■ **Source document**

What bike ride(s) have you taken part in?
I’ve taken part in the Cycle Malawi 2015, the TriMalawi in 2016, and Cycle Nepal 2018.
There are lots of different challenge events and lots of good causes out there. Why did the EMMS challenge grab your attention?
Firstly, if you are looking to push your limits then don't look further than an EMMS challenge - they are an excellent way to improve your fitness.
But most importantly, EMMS International’s challenges are different as they give you the chance to visit the hospital that will benefit from your sponsorship. Walking around the hospital, and hearing the Medical Director speak about the impact all the money you have raised will have, is a wonderful feeling. It opens your eyes to the healthcare challenges that some people have to face, and you leave with such deep respect for the doctors and nurses who work under really tough conditions to serve others.
You’ve taken part in other challenge events too. If someone was doing a fundraising event for the first time, what tips would you give about to go about meeting that all important fundraising goal?
Make a quick plan that includes: how much sponsorship you think you can raise from your nearest and dearest, and then what you can do to raise the rest. Keep in mind that small-scale events can raise lots of money. I’ve held pub quizzes, clothes swaps, raffles, and game nights in the past. Other participants have had great success with fundraising through their churches: bacon butty breakfasts after a Sunday service and classical concerts.
Some people will be pleasantly surprised about how quickly they can hit the target, and others will work hard to get there – but the thing to remember is, it is attainable. With the help of family, friends, and colleagues, you can raise a life-changing amount of money!
Malawi and Scotland couldn’t be more different as places, so what impression did Malawi and the people there make on you?
Malawi is a beautiful country, and Malawians are very welcoming – there was a sense of gratitude that you have come to their country, when, really, we were the ones thankful to be there! The landscape can be stunning: I remember waking to watch the sunrise above a choppy Lake Malawi, falling asleep to the sounds of crickets and the rustle of hidden animals in Kuti Wildlife Reserve, kayaking across the lake to tiny islands, hiking up through fragrant cedar trees on Mount Mulanje and glimpsing monkeys larking about…
There is also great poverty in Malawi, with many people living on less than $1 a day. Chatting to people and realising the challenges they come up against in terms of getting an education or a job, and trying to stay healthy, is certainly a reality check.
It’s not every day that we get the chance to do something this inspiring and life-changing. What were your highlights and how did the experience shape your view on life?
Travelling to Malawi and Nepal have been definite highlights, because taking part in EMMS International’s challenges gives you the chance to see these countries from a different perspective – you get to cycle through villages and towns, sometimes off the beaten track, often in areas untouched by tourists. You see people living lives so different from yours, and yet I’ve found that even if you don’t share a common language, you can still communicate your happiness at being in their country – everyone understands a big smile and a wave!
In terms of shaping my view on life, I think it’s made me more open and pragmatic: say yes even if you think “no”, try that new food, learn a few basic words of the local language to break the ice, and trust that your body can cycle hundreds of miles and tackle hills and mountains!

■ **Activities**
- 1) In the interview, on which mountain in Malawi did the hike go up through fragrant cedar trees?
- 2) Please copy the part of the interview that begins at the words "Firstly, if you" and stops after "to serve others.".

■ **Information given**
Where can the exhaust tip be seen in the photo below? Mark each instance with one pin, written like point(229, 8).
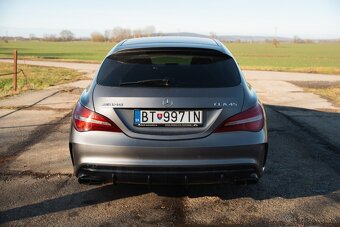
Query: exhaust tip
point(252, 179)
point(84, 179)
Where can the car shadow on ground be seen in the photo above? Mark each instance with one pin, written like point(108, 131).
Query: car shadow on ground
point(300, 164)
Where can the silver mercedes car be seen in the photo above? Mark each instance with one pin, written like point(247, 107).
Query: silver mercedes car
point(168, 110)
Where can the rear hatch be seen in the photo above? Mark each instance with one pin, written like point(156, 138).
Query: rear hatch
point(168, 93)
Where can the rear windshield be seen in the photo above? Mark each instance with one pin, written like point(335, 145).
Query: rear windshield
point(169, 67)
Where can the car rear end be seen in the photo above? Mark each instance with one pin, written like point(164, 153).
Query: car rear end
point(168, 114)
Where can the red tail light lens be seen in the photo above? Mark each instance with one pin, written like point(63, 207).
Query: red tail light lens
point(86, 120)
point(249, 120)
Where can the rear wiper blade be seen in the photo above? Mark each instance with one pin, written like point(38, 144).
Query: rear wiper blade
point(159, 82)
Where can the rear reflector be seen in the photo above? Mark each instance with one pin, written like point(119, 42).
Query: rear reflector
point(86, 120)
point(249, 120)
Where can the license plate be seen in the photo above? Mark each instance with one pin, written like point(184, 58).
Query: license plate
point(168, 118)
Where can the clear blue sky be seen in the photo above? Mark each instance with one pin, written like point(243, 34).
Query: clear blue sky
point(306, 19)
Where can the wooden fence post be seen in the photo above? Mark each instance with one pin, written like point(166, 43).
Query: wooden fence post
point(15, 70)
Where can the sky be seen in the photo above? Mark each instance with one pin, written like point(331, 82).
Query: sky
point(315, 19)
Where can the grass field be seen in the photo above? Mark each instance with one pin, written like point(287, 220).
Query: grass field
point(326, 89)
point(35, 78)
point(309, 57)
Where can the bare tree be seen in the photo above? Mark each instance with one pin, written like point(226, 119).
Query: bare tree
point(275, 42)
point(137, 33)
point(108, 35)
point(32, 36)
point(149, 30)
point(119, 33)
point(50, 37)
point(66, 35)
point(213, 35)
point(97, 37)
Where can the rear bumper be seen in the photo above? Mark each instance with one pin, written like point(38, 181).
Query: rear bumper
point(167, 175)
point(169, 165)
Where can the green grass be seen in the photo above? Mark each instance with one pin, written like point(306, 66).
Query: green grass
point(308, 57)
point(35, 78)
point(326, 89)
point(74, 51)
...
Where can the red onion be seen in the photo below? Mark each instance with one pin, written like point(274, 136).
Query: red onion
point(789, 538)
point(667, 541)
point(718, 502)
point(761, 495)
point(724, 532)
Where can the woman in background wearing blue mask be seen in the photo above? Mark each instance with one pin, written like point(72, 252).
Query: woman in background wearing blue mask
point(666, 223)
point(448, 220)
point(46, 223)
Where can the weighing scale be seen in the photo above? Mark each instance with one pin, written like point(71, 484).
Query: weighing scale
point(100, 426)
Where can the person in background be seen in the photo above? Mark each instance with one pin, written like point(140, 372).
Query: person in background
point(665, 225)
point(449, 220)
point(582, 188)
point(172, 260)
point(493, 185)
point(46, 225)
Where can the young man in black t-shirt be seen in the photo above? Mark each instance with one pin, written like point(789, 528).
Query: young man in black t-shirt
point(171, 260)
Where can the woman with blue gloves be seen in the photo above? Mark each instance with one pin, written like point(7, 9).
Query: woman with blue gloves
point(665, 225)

■ **Answers for each item**
- 1) Mount Mulanje

- 2)
Firstly, if you are looking to push your limits then don't look further than an EMMS challenge - they are an excellent way to improve your fitness.
But most importantly, EMMS International’s challenges are different as they give you the chance to visit the hospital that will benefit from your sponsorship. Walking around the hospital, and hearing the Medical Director speak about the impact all the money you have raised will have, is a wonderful feeling. It opens your eyes to the healthcare challenges that some people have to face, and you leave with such deep respect for the doctors and nurses who work under really tough conditions to serve others.